* _STATED TASK_
Starting from the line containing "hand with a single point, one per instance.", give again every line through the end of the entries, word for word. Pictures stay out of the copy.

* _PROVIDED DATA_
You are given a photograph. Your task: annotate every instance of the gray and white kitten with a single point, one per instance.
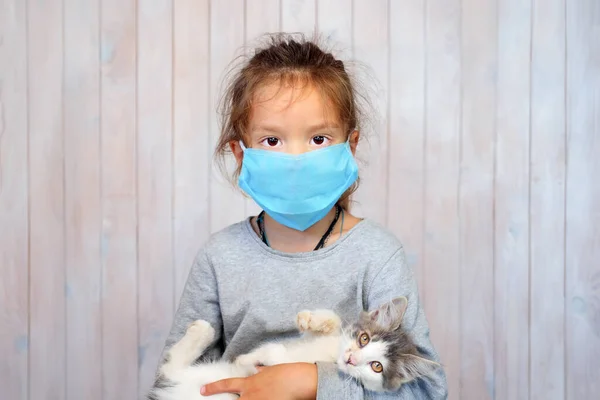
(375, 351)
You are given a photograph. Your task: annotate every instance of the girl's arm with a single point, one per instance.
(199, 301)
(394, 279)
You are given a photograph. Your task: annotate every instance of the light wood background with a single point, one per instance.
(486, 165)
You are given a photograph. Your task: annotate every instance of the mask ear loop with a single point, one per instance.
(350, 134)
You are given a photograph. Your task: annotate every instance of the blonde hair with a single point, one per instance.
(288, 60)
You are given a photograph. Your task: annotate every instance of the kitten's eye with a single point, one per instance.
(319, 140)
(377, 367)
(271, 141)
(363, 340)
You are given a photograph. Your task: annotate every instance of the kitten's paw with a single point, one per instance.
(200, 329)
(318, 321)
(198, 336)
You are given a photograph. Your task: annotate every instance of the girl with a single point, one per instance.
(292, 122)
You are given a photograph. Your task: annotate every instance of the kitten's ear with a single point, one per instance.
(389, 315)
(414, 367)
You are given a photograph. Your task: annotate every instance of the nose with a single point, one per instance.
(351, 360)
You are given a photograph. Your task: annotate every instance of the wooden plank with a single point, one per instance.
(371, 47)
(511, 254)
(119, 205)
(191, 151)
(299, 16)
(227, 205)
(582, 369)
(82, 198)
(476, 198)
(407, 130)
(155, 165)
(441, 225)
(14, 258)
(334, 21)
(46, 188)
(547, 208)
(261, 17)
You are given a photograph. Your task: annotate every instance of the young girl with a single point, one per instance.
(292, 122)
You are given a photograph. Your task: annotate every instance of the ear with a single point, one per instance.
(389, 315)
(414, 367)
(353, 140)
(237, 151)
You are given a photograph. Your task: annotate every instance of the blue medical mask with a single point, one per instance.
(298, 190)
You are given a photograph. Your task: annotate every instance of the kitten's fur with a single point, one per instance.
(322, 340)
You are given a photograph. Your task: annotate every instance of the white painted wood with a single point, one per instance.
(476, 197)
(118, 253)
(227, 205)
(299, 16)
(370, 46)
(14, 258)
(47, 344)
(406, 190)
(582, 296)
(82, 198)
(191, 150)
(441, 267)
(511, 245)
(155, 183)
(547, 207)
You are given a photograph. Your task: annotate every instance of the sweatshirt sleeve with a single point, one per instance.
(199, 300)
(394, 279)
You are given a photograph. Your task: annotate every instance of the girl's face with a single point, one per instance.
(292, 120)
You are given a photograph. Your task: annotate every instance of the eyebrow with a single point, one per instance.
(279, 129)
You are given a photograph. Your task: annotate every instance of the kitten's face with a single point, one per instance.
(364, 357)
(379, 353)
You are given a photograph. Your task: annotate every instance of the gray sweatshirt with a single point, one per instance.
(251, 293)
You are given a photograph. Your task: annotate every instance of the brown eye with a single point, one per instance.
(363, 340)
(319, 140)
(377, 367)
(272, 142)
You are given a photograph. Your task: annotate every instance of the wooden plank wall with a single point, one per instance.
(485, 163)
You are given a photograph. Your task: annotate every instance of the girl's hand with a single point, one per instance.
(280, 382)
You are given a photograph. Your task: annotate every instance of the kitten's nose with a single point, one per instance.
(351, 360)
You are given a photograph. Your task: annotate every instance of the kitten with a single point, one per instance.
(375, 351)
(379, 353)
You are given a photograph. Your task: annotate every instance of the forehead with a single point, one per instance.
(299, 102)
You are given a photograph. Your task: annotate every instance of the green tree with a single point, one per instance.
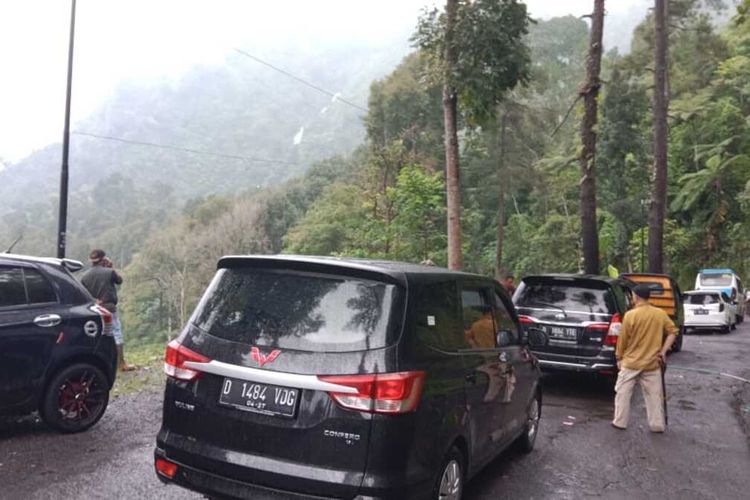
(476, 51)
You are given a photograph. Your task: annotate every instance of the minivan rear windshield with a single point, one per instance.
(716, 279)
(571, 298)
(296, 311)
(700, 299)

* _RESPONSE TO THIS TASK_
You are given a photograph. Your task: annotate every instance of the girl's hand with a single point, one per instance.
(280, 382)
You are given a photograph. Your task: annotate every instance of the kitten's nose with a single point, one per instance.
(351, 360)
You are given a photograph. Your task: annotate every instance of the kitten with a single point, one per instance.
(375, 351)
(379, 353)
You are given a photograph. Your task: annotate every instance of the forehead with a single point, one per instance.
(299, 102)
You are given a photograph. Your task: annotate every instance of the green tree with a single point, one per instance.
(476, 51)
You are given a photograph. Your task: annotate every instance of the minivan rear windshield with a single point, one per instance.
(716, 279)
(571, 298)
(296, 311)
(700, 299)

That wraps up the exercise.